### Problem details:
Show every line from the data below that includes "point".

========

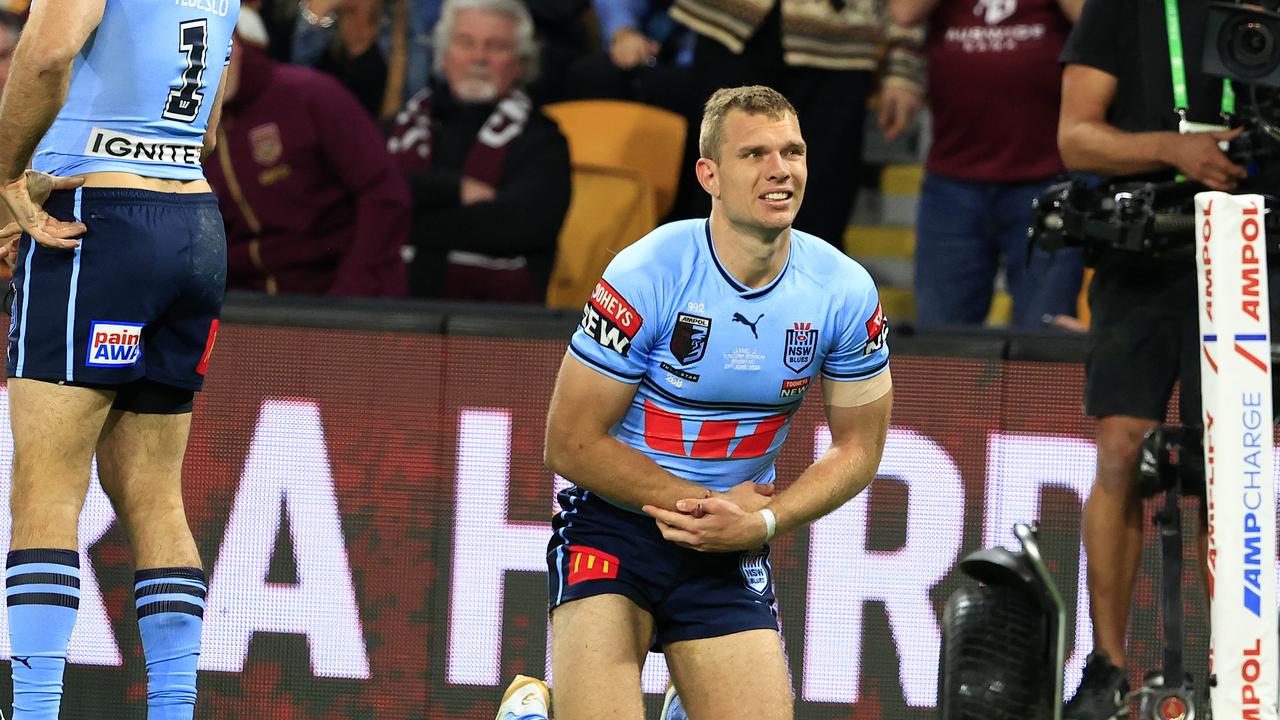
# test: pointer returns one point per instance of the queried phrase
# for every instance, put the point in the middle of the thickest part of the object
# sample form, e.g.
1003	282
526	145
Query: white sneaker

========

### Solution for this task:
# test: pointer returns one point per instance of the queried phrase
# for every instance, put the point in the middle of the thickest part of the object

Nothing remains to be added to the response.